Required action ▸ Repeat the records below word for word, but start at the line that contains "9L90 0H59ZM122 13L250", stop after the last line, and include nothing else.

(Saved entries)
____

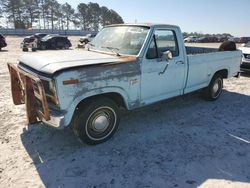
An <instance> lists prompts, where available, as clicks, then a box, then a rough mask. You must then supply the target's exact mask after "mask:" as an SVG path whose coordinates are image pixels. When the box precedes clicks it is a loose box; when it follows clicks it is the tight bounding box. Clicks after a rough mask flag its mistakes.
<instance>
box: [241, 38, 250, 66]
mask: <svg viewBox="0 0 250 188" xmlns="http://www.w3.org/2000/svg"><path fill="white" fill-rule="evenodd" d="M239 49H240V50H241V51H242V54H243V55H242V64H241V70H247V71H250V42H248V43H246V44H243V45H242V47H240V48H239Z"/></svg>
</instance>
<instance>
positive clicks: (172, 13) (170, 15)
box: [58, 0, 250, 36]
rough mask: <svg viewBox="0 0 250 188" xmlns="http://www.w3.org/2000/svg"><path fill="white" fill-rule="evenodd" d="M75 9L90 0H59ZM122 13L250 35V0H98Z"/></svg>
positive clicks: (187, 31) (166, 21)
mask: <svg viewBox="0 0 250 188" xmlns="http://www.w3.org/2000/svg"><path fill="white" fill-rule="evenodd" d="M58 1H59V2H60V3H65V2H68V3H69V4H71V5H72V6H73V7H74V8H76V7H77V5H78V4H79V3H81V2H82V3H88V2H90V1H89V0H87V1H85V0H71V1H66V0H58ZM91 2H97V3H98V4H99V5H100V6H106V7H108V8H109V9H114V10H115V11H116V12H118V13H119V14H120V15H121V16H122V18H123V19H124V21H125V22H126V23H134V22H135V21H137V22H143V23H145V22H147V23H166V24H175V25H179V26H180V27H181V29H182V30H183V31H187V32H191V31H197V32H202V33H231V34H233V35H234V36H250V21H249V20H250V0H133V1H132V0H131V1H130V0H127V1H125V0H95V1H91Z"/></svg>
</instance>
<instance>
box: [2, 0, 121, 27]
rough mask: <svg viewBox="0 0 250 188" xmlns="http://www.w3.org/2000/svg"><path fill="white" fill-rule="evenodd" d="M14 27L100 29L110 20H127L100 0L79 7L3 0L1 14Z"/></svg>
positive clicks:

____

Response below ▸
rough mask: <svg viewBox="0 0 250 188" xmlns="http://www.w3.org/2000/svg"><path fill="white" fill-rule="evenodd" d="M75 9L90 0H59ZM122 13L250 35V0H98Z"/></svg>
positive clicks: (187, 31) (166, 21)
mask: <svg viewBox="0 0 250 188" xmlns="http://www.w3.org/2000/svg"><path fill="white" fill-rule="evenodd" d="M58 1H59V2H60V3H65V2H68V3H69V4H71V5H72V6H73V7H74V8H76V7H77V5H78V4H79V3H81V2H82V3H88V2H90V1H89V0H87V1H85V0H71V1H66V0H58ZM91 2H97V3H98V4H99V5H100V6H106V7H108V8H109V9H114V10H115V11H116V12H118V13H119V14H120V15H121V16H122V18H123V19H124V21H125V22H126V23H134V22H135V21H137V22H143V23H145V22H147V23H166V24H175V25H179V26H180V27H181V29H182V30H183V31H187V32H191V31H197V32H202V33H231V34H233V35H234V36H250V21H249V20H250V0H133V1H132V0H131V1H130V0H127V1H125V0H95V1H91Z"/></svg>
</instance>
<instance>
box: [2, 0, 121, 27]
rough mask: <svg viewBox="0 0 250 188" xmlns="http://www.w3.org/2000/svg"><path fill="white" fill-rule="evenodd" d="M14 27L100 29L110 20H127L100 0L79 7L3 0L1 14Z"/></svg>
positive clicks:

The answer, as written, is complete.